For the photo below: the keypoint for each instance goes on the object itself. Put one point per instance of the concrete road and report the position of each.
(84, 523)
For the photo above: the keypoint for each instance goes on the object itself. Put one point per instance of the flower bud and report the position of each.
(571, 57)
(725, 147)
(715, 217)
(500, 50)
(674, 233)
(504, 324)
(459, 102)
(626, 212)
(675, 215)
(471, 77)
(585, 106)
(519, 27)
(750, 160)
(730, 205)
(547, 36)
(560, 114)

* * *

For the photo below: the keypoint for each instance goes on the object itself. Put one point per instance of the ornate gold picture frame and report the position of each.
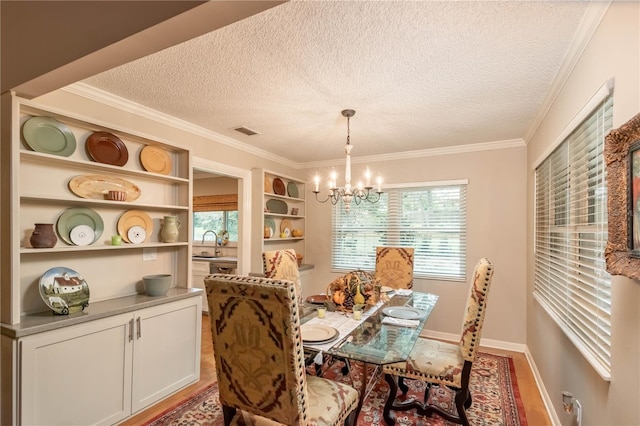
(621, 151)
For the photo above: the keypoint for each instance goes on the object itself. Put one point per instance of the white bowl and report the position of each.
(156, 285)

* * *

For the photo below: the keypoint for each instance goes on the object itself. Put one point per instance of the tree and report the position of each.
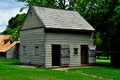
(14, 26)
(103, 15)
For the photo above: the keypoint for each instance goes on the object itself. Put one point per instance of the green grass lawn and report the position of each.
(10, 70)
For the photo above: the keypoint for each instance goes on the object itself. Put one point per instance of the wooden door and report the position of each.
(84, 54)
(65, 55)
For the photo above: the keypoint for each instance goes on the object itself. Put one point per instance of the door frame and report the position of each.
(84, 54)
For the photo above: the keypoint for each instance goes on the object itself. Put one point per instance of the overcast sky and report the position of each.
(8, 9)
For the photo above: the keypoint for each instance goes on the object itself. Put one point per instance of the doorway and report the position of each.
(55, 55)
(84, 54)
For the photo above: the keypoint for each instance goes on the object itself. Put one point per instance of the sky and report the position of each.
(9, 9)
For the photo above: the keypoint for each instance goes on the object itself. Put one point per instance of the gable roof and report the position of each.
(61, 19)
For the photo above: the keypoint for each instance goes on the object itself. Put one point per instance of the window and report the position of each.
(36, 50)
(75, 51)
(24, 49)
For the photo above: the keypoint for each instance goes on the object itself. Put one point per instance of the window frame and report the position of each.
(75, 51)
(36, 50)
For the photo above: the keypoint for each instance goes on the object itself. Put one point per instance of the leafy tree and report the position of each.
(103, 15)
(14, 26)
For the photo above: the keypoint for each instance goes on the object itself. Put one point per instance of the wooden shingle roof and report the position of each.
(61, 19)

Enunciado:
Por favor, extraia do material acima todas as linhas em que aparece a palavra "frame".

Resultado do exercício:
For the photo below: the keypoint for each instance goes on the object itself. Put one point per instance of the ornate gold picture frame and report the position of each.
For the photo above: the keypoint for each instance goes on the object itself. Put one point per instance of the door frame and report the position of each.
For the photo above: the keypoint for each instance goes on the object itself. Put one point per instance of the window frame and report the position of each.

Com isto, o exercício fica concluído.